WORK TO COMPLETE:
Copy out all the entries word for word.

PROVIDED INFORMATION:
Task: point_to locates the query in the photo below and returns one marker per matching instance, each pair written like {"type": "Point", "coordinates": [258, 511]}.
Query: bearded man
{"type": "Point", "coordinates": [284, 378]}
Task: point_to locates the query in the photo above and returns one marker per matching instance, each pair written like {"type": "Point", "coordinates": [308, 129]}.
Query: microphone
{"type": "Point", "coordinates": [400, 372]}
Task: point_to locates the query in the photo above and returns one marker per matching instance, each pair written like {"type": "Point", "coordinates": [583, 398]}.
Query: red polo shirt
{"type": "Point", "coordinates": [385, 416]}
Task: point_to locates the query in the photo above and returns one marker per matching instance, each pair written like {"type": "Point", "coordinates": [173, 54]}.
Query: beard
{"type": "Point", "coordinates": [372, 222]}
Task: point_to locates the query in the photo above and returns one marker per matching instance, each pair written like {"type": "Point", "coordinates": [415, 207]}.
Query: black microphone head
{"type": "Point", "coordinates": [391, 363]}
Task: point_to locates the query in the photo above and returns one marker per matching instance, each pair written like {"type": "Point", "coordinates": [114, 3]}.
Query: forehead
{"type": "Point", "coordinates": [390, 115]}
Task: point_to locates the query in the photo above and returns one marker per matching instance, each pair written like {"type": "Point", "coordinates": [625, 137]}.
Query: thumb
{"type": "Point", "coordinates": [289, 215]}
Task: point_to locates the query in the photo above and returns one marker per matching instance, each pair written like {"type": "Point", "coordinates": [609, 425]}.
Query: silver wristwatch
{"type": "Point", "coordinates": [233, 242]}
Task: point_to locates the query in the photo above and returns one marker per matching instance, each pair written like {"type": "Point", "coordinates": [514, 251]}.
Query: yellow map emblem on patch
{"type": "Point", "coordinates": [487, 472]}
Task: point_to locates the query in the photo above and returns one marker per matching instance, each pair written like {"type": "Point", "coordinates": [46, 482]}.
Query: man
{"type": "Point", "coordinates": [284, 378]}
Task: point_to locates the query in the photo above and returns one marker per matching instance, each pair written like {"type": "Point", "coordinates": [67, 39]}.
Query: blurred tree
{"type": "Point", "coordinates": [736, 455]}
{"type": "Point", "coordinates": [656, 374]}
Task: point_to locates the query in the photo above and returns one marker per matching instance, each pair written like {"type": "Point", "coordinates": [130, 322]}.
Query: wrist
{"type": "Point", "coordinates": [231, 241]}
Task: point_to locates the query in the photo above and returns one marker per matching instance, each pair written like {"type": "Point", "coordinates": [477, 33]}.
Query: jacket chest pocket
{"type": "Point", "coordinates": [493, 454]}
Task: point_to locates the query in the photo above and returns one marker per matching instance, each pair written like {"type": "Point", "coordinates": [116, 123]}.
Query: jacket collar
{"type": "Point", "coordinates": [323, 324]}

SOLVED PROBLEM:
Task: point_to locates the query in the photo below and returns one marker per matching instance, each pair written like {"type": "Point", "coordinates": [258, 511]}.
Query: bearded man
{"type": "Point", "coordinates": [284, 378]}
Task: point_to locates the query in the photo above and returns one marker per matching instance, each pair written like {"type": "Point", "coordinates": [308, 129]}.
Query: microphone
{"type": "Point", "coordinates": [400, 372]}
Task: point_to locates the query in the photo above and returns one marker per matching instance, each pair written like {"type": "Point", "coordinates": [583, 398]}.
Query: red polo shirt
{"type": "Point", "coordinates": [385, 416]}
Task: point_to locates the query in the photo above and returns one marker per matching instance, each pair written like {"type": "Point", "coordinates": [173, 54]}.
Query: beard
{"type": "Point", "coordinates": [372, 222]}
Task: point_to locates the query in the photo above and returns one marker per matching instance, each pair written like {"type": "Point", "coordinates": [415, 207]}.
Query: black microphone head
{"type": "Point", "coordinates": [391, 363]}
Task: point_to locates the query in the photo above and returns one marker per matching instance, each pair written like {"type": "Point", "coordinates": [114, 3]}.
Query: forehead
{"type": "Point", "coordinates": [390, 115]}
Task: point_to locates the query in the photo above and returns one marker per matching instance, each pair written like {"type": "Point", "coordinates": [625, 137]}.
Query: thumb
{"type": "Point", "coordinates": [289, 215]}
Task: point_to locates the query in the photo above and returns one marker per matching instance, each pair written like {"type": "Point", "coordinates": [609, 425]}.
Query: silver wristwatch
{"type": "Point", "coordinates": [233, 242]}
Task: point_to locates the query in the photo above and returns one marker per matching instance, each pair written like {"type": "Point", "coordinates": [514, 251]}.
Query: yellow map emblem on patch
{"type": "Point", "coordinates": [487, 472]}
Task: point_to locates the query in the photo above and returns one marker per matching instance, each pair written like {"type": "Point", "coordinates": [46, 482]}.
Query: man
{"type": "Point", "coordinates": [284, 378]}
Task: point_to locates the query in the photo above and returns one marker per matching instance, each pair written like {"type": "Point", "coordinates": [67, 39]}.
Query: blurred tree
{"type": "Point", "coordinates": [736, 455]}
{"type": "Point", "coordinates": [656, 374]}
Task: point_to locates the query in the photo above and returns one marker per matching instance, each pair written like {"type": "Point", "coordinates": [130, 322]}.
Query: wrist
{"type": "Point", "coordinates": [231, 241]}
Task: point_to locates the query in the photo above and returns one marker per matching instance, each pair written like {"type": "Point", "coordinates": [477, 33]}.
Query: jacket chest pocket
{"type": "Point", "coordinates": [493, 454]}
Task: point_to locates the query in the photo above and returns one marker per matching instance, each pair written like {"type": "Point", "coordinates": [116, 123]}.
Query: jacket collar
{"type": "Point", "coordinates": [323, 324]}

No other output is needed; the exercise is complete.